* [Job]:
Find "Would you mind indicating the red" in the data, then restate the line it sits in and every later line word for word, ending with the last line.

Dataset rows:
━━━━━━━━━━━━━━━━━━━━
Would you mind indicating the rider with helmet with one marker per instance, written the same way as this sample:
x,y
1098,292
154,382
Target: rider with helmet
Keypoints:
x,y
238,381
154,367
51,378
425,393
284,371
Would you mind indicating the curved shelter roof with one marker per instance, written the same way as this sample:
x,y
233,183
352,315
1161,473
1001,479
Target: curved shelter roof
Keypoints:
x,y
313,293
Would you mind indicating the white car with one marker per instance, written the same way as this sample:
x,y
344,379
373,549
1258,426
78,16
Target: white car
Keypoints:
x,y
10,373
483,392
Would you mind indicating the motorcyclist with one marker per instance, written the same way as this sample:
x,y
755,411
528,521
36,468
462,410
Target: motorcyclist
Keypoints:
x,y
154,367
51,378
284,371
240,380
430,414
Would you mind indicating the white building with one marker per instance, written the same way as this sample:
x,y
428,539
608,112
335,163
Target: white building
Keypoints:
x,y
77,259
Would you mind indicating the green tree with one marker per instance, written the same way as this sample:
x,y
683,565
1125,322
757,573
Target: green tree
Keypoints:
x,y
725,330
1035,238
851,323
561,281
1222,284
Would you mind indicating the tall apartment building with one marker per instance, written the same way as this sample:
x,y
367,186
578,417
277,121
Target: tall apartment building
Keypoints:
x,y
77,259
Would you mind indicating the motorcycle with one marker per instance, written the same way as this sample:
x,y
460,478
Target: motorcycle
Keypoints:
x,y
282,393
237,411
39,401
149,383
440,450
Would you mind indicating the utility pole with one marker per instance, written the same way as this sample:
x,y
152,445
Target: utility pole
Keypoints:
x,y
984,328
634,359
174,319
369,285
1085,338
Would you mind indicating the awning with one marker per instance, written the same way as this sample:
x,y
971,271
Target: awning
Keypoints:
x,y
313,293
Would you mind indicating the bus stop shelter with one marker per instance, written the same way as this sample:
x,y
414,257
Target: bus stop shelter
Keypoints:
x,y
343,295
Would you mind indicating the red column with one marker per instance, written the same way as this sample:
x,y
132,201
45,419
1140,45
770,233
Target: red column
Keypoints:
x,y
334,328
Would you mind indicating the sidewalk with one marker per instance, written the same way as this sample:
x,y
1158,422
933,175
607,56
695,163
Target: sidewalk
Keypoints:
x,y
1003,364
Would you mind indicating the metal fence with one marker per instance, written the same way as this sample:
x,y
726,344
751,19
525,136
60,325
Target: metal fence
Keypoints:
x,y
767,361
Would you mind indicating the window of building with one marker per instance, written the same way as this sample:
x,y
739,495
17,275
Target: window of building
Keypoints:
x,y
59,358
━━━━━━━━━━━━━━━━━━━━
* [Reply to the exercise]:
Would you mind indicating the red column with one marker per instance, written the same way as this sample:
x,y
132,201
45,419
1140,45
770,233
Target: red column
Keypoints:
x,y
334,328
Would you mind indicating the sidewalk with one marker per instance, written the same way as this sample:
x,y
1158,422
933,175
607,56
695,163
Target: sidewalk
Keypoints:
x,y
1003,364
Would you mind indicating the metal fence with one marker per instance, written the same way as this sample:
x,y
726,344
751,19
525,136
60,325
Target: metal fence
Keypoints:
x,y
767,361
Would you mind indicating the window of building with one marker per instance, written the same way as this sample:
x,y
739,495
17,275
Target: window of building
Keypoints:
x,y
59,358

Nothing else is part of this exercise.